==== QUOTED PASSAGE ====

This repository is accompanies “Pattern-Based Clustering of Daily Weigh-In Trajectories using Dynamic Time Warping” (DOI : 10.1111/biom.13773). The aim of the paper was to use Dynamic Time Warping, a shape-based clutering method, to cluster binary trajectories and evaluate patterns. Study data is not made publically available, however simulated data to resemble the study data is used and shared in this repository.
We first load necessary libraries and source files that clean the study data that is used to simulate clusters. The simulated dataset can be accessed in the Data/DataSimulated folder.
### Libraries
library(tidyverse)
library(ggplot2)
library(dtwclust) # cluster time series with dynamic time warping
library(ecodist) # distance function for jaccard
library(kableExtra)
### Source files
source("Code/01_CleanStudyData.R")
source("Code/02_SimulateClusters.R")
We plot the binary adherence of each participant stratified by their true cluster assignment. In the plot below, black indicates a day in which the participant did not weigh in while yellow indicates a day in which the participant did weigh in. The plot is sorted by overall % adherence, with lowest adherence on the bottom.
#### Sort by % adherence
source("Code/ClusterHeatmap.R")

==== DATASET ROWS ====

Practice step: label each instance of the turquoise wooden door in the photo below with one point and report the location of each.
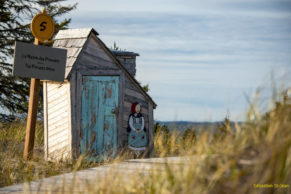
(99, 111)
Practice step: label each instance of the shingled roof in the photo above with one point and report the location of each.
(73, 40)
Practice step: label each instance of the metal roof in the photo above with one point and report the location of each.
(123, 53)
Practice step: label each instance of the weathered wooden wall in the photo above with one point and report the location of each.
(57, 120)
(87, 56)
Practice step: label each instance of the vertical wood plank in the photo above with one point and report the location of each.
(78, 110)
(151, 128)
(69, 121)
(31, 118)
(120, 128)
(73, 96)
(45, 119)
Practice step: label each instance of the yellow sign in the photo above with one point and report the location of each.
(42, 26)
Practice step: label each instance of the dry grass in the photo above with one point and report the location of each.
(234, 161)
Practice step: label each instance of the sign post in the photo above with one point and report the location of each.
(42, 28)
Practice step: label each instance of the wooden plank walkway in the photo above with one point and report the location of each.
(78, 182)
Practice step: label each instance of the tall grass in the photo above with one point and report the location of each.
(245, 159)
(13, 169)
(254, 157)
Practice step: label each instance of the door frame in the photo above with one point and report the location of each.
(76, 105)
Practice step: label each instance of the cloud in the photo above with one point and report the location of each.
(199, 57)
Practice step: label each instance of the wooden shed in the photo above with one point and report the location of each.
(89, 112)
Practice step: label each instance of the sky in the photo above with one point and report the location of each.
(202, 60)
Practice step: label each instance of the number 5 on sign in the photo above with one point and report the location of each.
(42, 26)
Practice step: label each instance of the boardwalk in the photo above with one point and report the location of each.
(79, 181)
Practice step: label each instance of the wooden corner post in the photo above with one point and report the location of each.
(31, 116)
(42, 28)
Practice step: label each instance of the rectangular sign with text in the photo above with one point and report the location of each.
(39, 62)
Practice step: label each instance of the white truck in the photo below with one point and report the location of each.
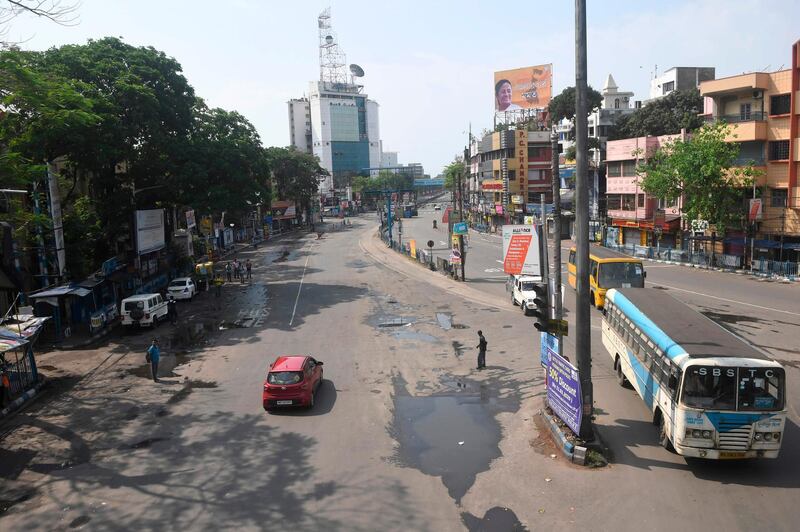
(522, 292)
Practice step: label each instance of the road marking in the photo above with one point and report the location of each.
(302, 277)
(728, 300)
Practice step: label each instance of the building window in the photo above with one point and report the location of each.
(744, 111)
(779, 197)
(780, 104)
(629, 168)
(628, 202)
(778, 150)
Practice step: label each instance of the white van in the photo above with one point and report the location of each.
(144, 309)
(522, 292)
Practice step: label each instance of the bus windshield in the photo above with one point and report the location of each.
(715, 388)
(621, 275)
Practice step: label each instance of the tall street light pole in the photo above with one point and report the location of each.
(582, 319)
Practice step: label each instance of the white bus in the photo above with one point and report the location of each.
(712, 394)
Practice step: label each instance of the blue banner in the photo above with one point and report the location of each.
(564, 391)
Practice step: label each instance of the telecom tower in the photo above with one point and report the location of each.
(332, 60)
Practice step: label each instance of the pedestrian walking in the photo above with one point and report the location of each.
(153, 356)
(481, 350)
(218, 291)
(172, 310)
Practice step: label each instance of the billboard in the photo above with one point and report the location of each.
(149, 230)
(564, 390)
(523, 88)
(521, 254)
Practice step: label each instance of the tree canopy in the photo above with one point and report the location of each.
(563, 105)
(664, 116)
(703, 171)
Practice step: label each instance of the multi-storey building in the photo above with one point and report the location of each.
(764, 112)
(509, 170)
(679, 79)
(635, 217)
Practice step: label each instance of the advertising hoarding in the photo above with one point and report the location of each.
(521, 254)
(564, 391)
(149, 230)
(523, 88)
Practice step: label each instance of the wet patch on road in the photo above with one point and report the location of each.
(452, 434)
(496, 519)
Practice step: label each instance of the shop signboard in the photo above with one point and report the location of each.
(521, 253)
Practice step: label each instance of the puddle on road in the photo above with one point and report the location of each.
(413, 335)
(453, 435)
(496, 519)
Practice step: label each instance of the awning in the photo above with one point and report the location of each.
(53, 292)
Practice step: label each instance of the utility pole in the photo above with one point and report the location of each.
(461, 219)
(583, 340)
(556, 178)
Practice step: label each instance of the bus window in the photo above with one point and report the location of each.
(761, 389)
(710, 387)
(621, 275)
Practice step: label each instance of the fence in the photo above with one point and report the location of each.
(707, 260)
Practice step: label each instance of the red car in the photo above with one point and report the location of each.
(292, 380)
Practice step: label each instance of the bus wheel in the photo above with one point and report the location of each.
(621, 380)
(663, 438)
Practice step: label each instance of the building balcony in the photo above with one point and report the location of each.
(735, 84)
(747, 128)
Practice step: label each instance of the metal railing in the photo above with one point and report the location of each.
(764, 267)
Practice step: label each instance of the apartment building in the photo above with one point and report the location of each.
(763, 109)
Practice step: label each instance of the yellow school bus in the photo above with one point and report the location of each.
(607, 269)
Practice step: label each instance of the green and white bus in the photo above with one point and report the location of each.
(712, 394)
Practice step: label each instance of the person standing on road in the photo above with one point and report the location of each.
(481, 350)
(153, 356)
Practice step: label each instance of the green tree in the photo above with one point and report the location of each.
(563, 105)
(703, 171)
(664, 116)
(451, 172)
(295, 176)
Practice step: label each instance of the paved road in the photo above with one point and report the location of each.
(406, 434)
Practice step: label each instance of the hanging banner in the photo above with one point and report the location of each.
(564, 391)
(521, 250)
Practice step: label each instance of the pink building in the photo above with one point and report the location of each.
(640, 219)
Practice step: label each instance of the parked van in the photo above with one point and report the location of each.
(522, 292)
(607, 269)
(143, 310)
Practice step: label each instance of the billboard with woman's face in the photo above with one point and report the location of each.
(523, 88)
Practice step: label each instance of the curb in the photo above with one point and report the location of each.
(567, 447)
(22, 399)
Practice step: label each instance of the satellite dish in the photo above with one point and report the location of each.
(357, 71)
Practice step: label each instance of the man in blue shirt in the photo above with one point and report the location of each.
(153, 355)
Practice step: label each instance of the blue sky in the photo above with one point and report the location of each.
(428, 63)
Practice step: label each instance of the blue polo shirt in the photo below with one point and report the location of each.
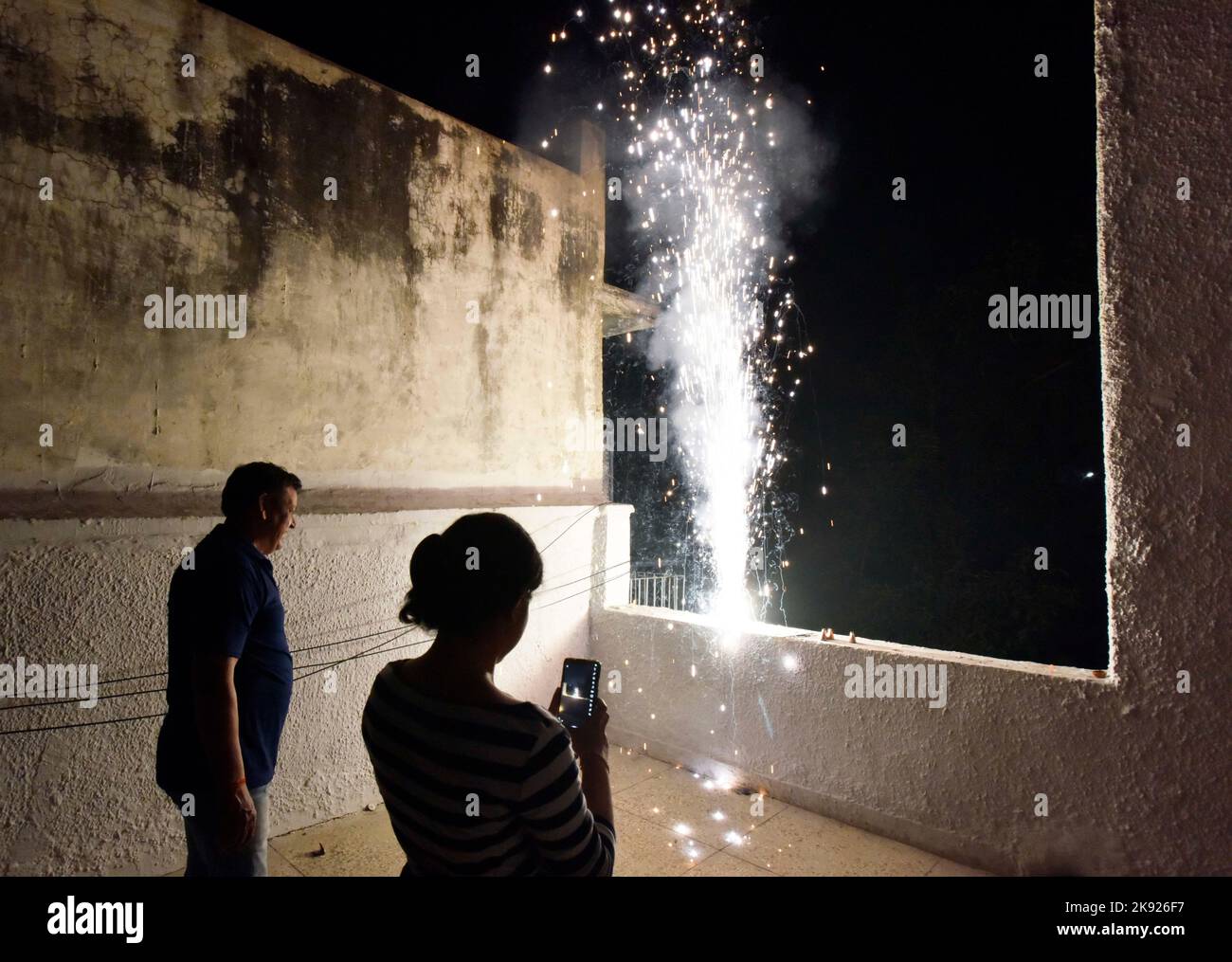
(228, 604)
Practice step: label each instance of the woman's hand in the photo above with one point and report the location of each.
(590, 738)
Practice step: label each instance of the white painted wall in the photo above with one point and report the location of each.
(84, 801)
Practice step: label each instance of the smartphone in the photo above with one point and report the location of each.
(579, 686)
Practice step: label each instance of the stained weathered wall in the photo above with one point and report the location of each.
(1136, 773)
(357, 307)
(357, 317)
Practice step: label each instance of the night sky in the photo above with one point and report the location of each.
(933, 543)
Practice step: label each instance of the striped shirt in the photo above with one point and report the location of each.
(480, 791)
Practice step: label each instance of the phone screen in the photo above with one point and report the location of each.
(579, 685)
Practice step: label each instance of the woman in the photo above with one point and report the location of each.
(476, 781)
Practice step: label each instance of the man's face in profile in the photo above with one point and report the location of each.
(278, 517)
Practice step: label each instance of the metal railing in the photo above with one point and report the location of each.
(657, 590)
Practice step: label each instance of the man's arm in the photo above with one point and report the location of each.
(217, 710)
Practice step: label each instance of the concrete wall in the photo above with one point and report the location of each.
(357, 308)
(1136, 773)
(357, 317)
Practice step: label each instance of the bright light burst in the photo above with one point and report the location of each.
(698, 131)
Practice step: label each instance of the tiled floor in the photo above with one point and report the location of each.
(668, 823)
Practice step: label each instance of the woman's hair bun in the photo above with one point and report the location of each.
(480, 566)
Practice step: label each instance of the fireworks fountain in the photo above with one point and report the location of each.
(694, 119)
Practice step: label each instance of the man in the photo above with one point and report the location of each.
(228, 677)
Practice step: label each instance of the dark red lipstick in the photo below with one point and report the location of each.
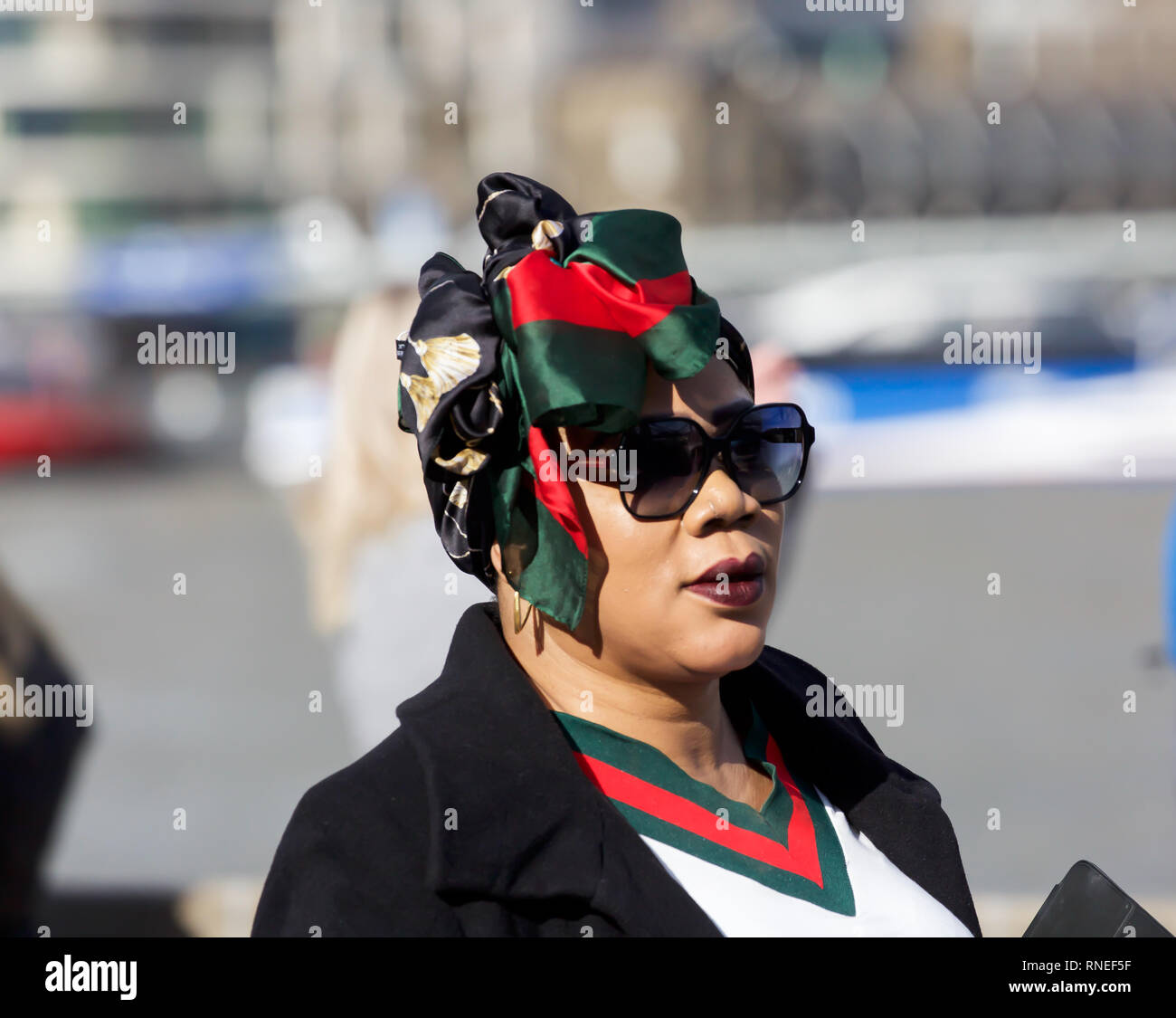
(735, 583)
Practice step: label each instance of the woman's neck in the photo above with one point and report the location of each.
(683, 719)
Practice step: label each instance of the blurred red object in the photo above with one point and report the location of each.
(59, 425)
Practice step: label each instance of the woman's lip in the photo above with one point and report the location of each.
(734, 594)
(732, 568)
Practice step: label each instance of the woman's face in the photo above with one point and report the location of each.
(647, 614)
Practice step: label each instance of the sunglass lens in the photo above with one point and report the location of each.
(667, 464)
(767, 453)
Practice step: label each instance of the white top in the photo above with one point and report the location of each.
(887, 901)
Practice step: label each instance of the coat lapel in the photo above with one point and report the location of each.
(513, 818)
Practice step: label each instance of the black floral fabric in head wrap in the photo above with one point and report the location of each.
(568, 316)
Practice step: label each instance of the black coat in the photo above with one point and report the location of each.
(473, 818)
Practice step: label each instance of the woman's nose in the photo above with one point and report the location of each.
(720, 501)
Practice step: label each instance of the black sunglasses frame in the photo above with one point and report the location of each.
(720, 445)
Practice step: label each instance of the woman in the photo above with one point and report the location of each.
(611, 748)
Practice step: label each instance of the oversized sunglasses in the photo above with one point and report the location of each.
(764, 451)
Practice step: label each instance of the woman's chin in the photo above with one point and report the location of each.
(725, 647)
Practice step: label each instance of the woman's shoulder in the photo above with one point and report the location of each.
(353, 856)
(804, 691)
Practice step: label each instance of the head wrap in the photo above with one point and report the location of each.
(559, 329)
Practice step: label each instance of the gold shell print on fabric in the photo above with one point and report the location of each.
(469, 461)
(459, 496)
(448, 360)
(541, 235)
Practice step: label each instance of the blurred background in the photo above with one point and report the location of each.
(851, 188)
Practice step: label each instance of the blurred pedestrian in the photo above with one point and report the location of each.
(380, 584)
(36, 755)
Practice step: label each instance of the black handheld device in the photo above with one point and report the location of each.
(1089, 904)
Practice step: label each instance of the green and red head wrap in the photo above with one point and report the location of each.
(568, 314)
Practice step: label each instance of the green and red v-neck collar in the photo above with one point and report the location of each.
(789, 845)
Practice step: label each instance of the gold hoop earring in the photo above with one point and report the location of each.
(518, 623)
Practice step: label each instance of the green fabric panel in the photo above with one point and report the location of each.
(634, 243)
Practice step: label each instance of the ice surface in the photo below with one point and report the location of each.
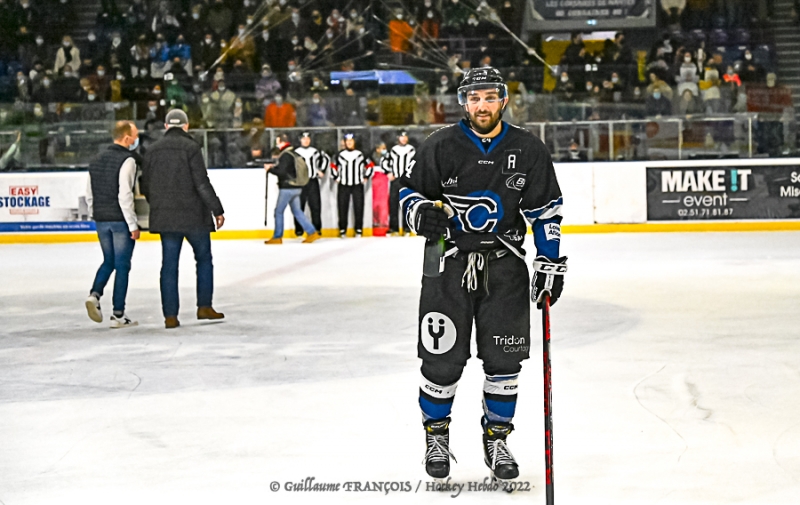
(675, 370)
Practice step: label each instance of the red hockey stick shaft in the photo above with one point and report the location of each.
(548, 401)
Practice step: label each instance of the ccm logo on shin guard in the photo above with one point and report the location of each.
(437, 332)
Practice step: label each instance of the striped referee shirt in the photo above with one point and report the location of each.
(399, 160)
(350, 168)
(314, 160)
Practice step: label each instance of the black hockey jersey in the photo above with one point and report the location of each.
(493, 185)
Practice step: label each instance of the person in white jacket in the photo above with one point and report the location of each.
(67, 54)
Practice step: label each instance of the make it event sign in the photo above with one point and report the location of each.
(741, 192)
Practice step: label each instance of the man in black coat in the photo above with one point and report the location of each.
(182, 202)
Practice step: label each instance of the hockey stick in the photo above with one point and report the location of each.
(548, 400)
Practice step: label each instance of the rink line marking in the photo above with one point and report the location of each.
(719, 226)
(673, 227)
(297, 265)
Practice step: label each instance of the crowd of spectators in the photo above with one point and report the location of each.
(236, 63)
(228, 63)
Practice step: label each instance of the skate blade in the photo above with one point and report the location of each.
(94, 314)
(509, 486)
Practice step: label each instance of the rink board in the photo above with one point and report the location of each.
(599, 198)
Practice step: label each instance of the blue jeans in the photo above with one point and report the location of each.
(171, 243)
(290, 197)
(117, 246)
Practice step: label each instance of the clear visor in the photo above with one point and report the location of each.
(488, 92)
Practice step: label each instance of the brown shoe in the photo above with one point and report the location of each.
(314, 236)
(209, 313)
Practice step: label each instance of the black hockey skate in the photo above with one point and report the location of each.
(437, 442)
(495, 451)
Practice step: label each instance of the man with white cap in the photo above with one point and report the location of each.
(182, 202)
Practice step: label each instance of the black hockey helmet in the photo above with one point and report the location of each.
(481, 78)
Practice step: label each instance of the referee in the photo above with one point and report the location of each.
(317, 162)
(351, 170)
(400, 159)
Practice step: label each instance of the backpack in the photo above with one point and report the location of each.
(300, 169)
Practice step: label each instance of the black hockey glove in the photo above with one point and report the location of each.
(431, 222)
(548, 278)
(476, 242)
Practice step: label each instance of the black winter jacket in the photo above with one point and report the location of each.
(285, 170)
(175, 183)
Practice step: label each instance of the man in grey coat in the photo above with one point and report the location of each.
(182, 203)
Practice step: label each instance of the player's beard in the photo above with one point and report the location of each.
(484, 122)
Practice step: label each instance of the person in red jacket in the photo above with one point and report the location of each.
(280, 114)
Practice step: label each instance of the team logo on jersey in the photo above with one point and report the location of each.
(437, 332)
(552, 231)
(516, 182)
(512, 162)
(410, 167)
(477, 212)
(450, 183)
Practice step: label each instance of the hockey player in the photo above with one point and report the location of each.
(352, 170)
(400, 158)
(316, 163)
(492, 178)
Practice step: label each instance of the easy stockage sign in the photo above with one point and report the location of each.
(746, 192)
(593, 12)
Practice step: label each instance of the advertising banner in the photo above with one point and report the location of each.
(590, 14)
(44, 202)
(733, 193)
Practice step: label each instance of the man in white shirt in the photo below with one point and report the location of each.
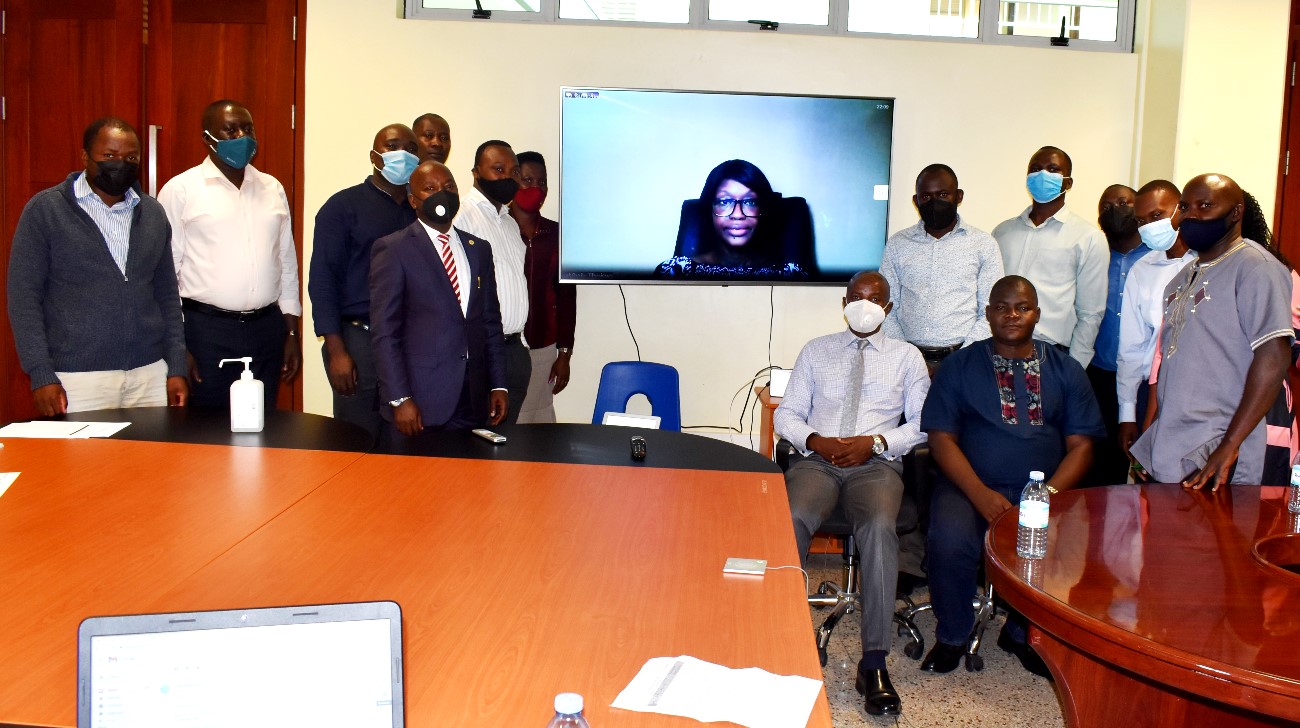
(485, 212)
(1144, 300)
(940, 272)
(1061, 254)
(235, 263)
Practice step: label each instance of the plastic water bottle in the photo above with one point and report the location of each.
(1294, 490)
(1032, 540)
(568, 711)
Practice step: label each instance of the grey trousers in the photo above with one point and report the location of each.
(871, 495)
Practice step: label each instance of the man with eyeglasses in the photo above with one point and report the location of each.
(104, 332)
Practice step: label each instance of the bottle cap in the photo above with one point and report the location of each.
(568, 703)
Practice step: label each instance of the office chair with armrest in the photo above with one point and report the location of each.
(620, 381)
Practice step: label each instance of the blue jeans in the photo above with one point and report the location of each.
(870, 495)
(956, 549)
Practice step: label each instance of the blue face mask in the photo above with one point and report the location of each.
(1044, 186)
(398, 165)
(1158, 234)
(235, 152)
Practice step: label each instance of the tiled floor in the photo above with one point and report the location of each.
(1002, 694)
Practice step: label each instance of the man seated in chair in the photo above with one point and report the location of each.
(843, 410)
(999, 408)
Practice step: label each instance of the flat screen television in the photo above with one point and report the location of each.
(722, 187)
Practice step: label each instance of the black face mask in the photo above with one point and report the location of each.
(1118, 222)
(1203, 234)
(447, 202)
(499, 191)
(937, 213)
(115, 177)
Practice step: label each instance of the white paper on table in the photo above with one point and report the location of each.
(707, 692)
(61, 429)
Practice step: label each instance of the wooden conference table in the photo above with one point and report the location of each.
(516, 580)
(1157, 606)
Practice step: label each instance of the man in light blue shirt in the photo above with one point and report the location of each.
(1119, 224)
(843, 408)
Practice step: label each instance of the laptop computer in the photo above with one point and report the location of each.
(321, 666)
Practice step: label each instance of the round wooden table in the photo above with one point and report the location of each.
(1158, 606)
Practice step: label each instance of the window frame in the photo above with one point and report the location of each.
(837, 24)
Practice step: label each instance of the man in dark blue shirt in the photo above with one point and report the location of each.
(346, 228)
(997, 410)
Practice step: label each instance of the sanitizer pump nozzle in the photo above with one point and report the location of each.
(247, 401)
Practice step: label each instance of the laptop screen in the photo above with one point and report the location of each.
(289, 666)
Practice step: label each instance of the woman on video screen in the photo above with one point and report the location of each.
(733, 232)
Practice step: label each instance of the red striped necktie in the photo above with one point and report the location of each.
(449, 263)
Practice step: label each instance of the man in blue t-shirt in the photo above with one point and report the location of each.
(997, 410)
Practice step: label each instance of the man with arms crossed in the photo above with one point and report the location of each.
(434, 319)
(104, 332)
(999, 408)
(1225, 347)
(843, 410)
(346, 228)
(1061, 254)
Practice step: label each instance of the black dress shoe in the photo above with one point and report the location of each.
(1025, 653)
(882, 698)
(943, 658)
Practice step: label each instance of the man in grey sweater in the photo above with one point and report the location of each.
(92, 293)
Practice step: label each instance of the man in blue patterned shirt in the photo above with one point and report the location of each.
(844, 410)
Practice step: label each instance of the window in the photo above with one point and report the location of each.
(943, 18)
(1091, 25)
(627, 11)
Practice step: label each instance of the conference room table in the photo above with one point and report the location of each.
(1160, 606)
(518, 579)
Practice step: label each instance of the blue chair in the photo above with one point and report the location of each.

====

__WORK TO COMPLETE__:
1/ Answer these from the weigh-in clustering notes:
(a) In which folder can the simulated dataset be accessed?
(b) In the adherence plot, what color marks a day on which the participant weighed in?
(c) According to its comment, what is the ecodist library loaded for?
2/ Return every line of the listing that contains the word "gold".
The listing is unrelated to the weigh-in clustering notes.

__ANSWERS TO THE EXERCISES__:
1/
(a) Data/DataSimulated
(b) Yellow
(c) The distance function for jaccard

2/
Practice step: label each instance of the gold shell print on fabric in the photo above with one point and report the location of each.
Practice step: label each instance of the gold hoop earring in the photo above with one point and report the location of each.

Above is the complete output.